Raw data
.....

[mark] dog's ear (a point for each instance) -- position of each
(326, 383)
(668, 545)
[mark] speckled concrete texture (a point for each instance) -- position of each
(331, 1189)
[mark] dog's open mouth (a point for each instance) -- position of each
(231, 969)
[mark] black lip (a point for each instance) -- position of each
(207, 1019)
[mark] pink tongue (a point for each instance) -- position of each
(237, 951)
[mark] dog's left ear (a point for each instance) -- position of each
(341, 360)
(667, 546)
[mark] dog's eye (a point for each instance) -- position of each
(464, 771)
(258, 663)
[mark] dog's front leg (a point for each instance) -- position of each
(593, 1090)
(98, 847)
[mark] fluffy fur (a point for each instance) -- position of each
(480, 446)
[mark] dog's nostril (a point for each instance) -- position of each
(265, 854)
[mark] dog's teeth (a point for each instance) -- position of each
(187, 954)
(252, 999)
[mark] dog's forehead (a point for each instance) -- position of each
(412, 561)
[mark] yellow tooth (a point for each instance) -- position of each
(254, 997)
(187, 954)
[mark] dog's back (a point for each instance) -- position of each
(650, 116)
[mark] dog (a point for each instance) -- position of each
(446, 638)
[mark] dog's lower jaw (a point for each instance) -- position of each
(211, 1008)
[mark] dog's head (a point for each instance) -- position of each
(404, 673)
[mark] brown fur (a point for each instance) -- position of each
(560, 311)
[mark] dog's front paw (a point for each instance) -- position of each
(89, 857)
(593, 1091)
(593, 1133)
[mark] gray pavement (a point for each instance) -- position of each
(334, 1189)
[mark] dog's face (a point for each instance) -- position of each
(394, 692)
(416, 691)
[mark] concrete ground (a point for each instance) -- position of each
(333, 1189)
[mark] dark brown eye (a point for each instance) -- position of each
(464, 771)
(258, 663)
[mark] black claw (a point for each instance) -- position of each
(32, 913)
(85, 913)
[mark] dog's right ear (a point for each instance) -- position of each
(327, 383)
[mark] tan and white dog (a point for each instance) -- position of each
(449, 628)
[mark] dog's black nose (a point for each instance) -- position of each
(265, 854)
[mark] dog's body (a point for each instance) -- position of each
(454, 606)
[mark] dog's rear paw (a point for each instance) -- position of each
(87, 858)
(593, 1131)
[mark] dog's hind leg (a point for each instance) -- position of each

.....

Set task
Copy out all of the material above line for line, without changing a single word, number, or mark.

Response
[mark] dog's ear (a point for each instance) -- position of each
(326, 383)
(668, 545)
[mark] speckled concrete texture (a point for each instance) -- position of each
(331, 1189)
[mark] dog's open mouth (a point for each instance) -- position of each
(231, 969)
[mark] black lip (a point for each instance) -- position of each
(207, 1019)
[mark] pink tongue (a point for each instance) -- position of each
(237, 951)
[mark] dog's left ear (a point for each instance) -- position of each
(341, 360)
(667, 546)
[mark] dog's eye (a point for each instance) -- position of each
(464, 771)
(258, 663)
[mark] dog's front leg (a point for each instance) -- position of each
(593, 1090)
(98, 847)
[mark] fluffy fur (a point for each instance) -- position of each
(480, 446)
[mark] dog's nostril (a point for each instance) -- position of each
(265, 854)
[mark] dog's teeth (a point for each instance) -- position of each
(187, 954)
(252, 999)
[mark] dog's forehead (a point for each instance) -- position of each
(412, 561)
[mark] yellow tooth (a point for each instance) -- position of each
(254, 997)
(187, 954)
[mark] dog's back (a point for each instance) -- position of each
(650, 116)
[mark] dog (a point for each instance) -- position of each
(446, 638)
[mark] dog's lower jaw (a point for each instance) -- position of each
(211, 1008)
[mark] dog's head (a point for each instance) -- position of each
(404, 673)
[mark] brown fur (a point for each instance) -- position of each
(560, 311)
[mark] dog's front paw (a point for each instance) -- position of each
(89, 857)
(593, 1091)
(593, 1133)
[mark] gray pavement (a point for each instance) -- position of each
(334, 1189)
[mark] dog's face (a point for each instance) -- position of each
(394, 692)
(416, 691)
[mark] concrete ground (a point for each instance) -- position of each
(333, 1189)
[mark] dark brown eye (a point for each instance) -- position of each
(464, 771)
(258, 663)
[mark] black claw (a point for each instance) -- position of each
(32, 913)
(85, 913)
[mark] dog's right ear (a point for each instance) -- position of each
(327, 383)
[mark] tan and white dog (a point for each instance) -- position of each
(449, 628)
[mark] dog's black nose (a point for each instance) -- position of each
(265, 854)
[mark] dog's body (a point for each instance) -- position of each
(454, 606)
[mark] dog's rear paw (a point for each instance) -- position of each
(87, 858)
(593, 1131)
[mark] dog's hind leg (a point for each instance) -- position of each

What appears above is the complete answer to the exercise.